Publishing Date : 10 July, 2017

Appendicitis remains one of the common causes of surgical emergencies. It is defined as the inflammation of the appendix; a small worm-like organ that extends from the large intestine (commonly known as lela la sukiri).

It has been known for long that appendix is a redundant organ that does not serve any role, but one recent study suggests that the appendix may have some role in gut immunity. One of the best pieces of evidence we have had for this suggestion is some 2012 study that found that individuals without an appendix were four times more likely to have a recurrence of Clostridium difficile colitis - a bacterial infection that causes diarrhoea, fever, nausea, and abdominal pain.

It has been reported that about 5- 7percent of Americans will experience appendicitis at some point in their lives. Appendicitis can happen at any time, but it occurs most often between the ages of 10 and 30. It is more common in males than in females. If a person gets appendicitis and they do not get treatment for it, the appendix can get infected with the subsequent infection getting into the blood (sepsis) or the appendix rupturing, which are both life-threatening situations. Always seek immediate medical attention if you think you may have appendicitis.

**What you need to do**
a – Answer these about the appendicitis text:
(i) What is the large intestine commonly known as?
(ii) How much more likely to have a recurrence of Clostridium difficile colitis were individuals without an appendix, according to the 2012 study?
(iii) Between which ages does appendicitis occur most often?
b – Please reproduce everything in the appendicitis text from "It has been known" down to "and abdominal pain.".

**Data extracts**
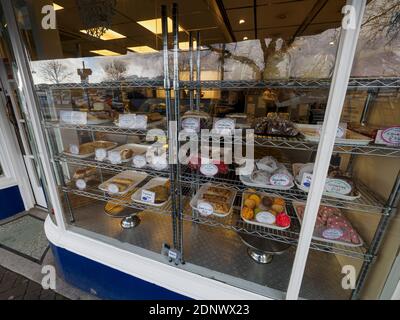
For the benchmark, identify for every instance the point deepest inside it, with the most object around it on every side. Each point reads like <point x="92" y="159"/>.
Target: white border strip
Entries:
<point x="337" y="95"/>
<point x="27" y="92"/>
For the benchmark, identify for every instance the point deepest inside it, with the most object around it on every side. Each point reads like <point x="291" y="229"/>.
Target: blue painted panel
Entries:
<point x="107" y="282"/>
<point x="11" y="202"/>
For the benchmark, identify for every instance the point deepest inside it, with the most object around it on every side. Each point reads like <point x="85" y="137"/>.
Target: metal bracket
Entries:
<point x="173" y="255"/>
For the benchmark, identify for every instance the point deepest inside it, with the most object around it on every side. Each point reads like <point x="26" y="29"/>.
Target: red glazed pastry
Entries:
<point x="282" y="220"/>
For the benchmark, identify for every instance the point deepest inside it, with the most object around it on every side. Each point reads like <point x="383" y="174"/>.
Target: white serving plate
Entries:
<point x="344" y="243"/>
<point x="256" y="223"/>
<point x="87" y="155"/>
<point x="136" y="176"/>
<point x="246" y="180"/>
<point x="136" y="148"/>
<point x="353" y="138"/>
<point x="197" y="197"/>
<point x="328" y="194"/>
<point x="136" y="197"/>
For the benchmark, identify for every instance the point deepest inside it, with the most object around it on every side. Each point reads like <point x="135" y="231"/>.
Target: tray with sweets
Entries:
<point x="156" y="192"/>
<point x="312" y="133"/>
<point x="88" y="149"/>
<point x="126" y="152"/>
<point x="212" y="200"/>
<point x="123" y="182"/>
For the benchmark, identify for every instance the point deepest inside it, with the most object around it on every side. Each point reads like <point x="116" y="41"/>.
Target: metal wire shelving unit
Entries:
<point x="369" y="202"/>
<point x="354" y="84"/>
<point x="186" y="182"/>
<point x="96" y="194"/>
...
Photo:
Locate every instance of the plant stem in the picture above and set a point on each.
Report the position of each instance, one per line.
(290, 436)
...
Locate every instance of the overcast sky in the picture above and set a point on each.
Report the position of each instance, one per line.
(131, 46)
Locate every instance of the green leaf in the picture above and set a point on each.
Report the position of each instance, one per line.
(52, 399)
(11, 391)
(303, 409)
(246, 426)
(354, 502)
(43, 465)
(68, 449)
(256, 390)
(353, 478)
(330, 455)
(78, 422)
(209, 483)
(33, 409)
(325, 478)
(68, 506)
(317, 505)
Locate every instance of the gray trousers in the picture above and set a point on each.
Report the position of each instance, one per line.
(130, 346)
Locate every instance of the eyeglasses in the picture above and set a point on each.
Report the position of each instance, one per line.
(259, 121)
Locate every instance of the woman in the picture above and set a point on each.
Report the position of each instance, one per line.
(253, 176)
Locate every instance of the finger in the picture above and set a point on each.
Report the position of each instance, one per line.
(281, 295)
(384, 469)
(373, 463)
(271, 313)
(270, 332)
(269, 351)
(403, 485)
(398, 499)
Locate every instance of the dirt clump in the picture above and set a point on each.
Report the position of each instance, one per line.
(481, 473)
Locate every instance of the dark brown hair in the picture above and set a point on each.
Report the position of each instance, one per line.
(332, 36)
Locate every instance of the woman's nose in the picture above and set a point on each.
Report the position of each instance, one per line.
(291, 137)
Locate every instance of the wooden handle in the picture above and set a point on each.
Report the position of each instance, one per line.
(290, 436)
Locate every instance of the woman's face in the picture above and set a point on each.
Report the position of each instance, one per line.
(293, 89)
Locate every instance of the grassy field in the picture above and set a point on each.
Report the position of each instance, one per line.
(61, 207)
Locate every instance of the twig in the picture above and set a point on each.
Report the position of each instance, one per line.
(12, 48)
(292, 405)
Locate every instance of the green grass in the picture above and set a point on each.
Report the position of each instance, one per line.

**Answers in order**
a –
(i) Lela la sukiri.
(ii) Four times more likely.
(iii) Between 10 and 30.

b –
It has been known for long that appendix is a redundant organ that does not serve any role, but one recent study suggests that the appendix may have some role in gut immunity. One of the best pieces of evidence we have had for this suggestion is some 2012 study that found that individuals without an appendix were four times more likely to have a recurrence of Clostridium difficile colitis - a bacterial infection that causes diarrhoea, fever, nausea, and abdominal pain.